_EXERCISE PASSAGE_.

'''

Throughout the act-up, artist Abby Wilkymacky from Mind Flower Studio created an image to visually represent and map the topics discussed in the conversation.
By Josephine Mueller ’21
The LOVE Pilot Program kicked off its second semester with an act-up on Feb. 25, “Mapping and Dismantling Systemic Racism.”
After last semester’s teach-in events, the LOVE program is moving toward action. Speakers at the first act-up included Alex Otieno, assistant professor of Sociology, Anthropology, and Criminal Justice; Tonya Bah (T-Bah), strategist and member of Free the Ballot; and Kelsey Koelzer, women’s ice hockey head coach. They talked of how they’ve experienced and encountered systemic racism, institutions that reinforce or push against racism, how Arcadia can develop and advance, and how it’s crucial to further anti-racism work even when exhausted.
Bah noted how personal systematic racism is; she explained that when a cashier asked if she wanted a receipt, it triggered her.

'''

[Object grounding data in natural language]
'''

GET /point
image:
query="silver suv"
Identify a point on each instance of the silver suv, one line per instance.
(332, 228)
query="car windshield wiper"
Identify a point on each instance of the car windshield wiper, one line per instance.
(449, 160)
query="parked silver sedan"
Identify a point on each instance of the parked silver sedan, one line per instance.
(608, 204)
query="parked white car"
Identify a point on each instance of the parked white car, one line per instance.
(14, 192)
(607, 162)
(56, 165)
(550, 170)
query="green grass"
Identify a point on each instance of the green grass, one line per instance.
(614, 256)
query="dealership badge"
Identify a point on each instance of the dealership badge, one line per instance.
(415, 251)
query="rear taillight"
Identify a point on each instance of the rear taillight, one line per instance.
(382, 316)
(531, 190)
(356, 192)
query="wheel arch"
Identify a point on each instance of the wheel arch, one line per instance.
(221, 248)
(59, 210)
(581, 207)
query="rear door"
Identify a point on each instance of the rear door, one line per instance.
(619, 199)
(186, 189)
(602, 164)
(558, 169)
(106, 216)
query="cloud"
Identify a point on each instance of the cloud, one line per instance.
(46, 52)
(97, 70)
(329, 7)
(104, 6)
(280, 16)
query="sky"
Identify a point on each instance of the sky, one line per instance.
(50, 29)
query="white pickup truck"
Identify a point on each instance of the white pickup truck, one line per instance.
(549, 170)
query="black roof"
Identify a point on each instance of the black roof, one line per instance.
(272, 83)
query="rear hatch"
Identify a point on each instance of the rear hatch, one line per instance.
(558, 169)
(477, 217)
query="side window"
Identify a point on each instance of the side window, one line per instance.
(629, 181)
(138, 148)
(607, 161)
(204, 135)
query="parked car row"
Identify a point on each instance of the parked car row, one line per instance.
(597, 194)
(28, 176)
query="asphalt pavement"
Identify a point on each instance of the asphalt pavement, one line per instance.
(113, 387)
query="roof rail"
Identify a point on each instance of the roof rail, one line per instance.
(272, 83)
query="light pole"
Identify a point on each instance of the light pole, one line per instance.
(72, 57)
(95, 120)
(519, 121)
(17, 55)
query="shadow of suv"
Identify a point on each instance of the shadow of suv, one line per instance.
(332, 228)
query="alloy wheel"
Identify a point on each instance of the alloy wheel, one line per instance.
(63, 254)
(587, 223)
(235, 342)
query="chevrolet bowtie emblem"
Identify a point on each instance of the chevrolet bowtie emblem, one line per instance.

'''

_EXERCISE INSTRUCTIONS_.
Write down the part of the act-up article that opens with the words "After last semester’s" and closes with "it triggered her.", word for word. You don't need the lines for any of this.

_ANSWER FOR THE TASK_.
After last semester’s teach-in events, the LOVE program is moving toward action. Speakers at the first act-up included Alex Otieno, assistant professor of Sociology, Anthropology, and Criminal Justice; Tonya Bah (T-Bah), strategist and member of Free the Ballot; and Kelsey Koelzer, women’s ice hockey head coach. They talked of how they’ve experienced and encountered systemic racism, institutions that reinforce or push against racism, how Arcadia can develop and advance, and how it’s crucial to further anti-racism work even when exhausted.
Bah noted how personal systematic racism is; she explained that when a cashier asked if she wanted a receipt, it triggered her.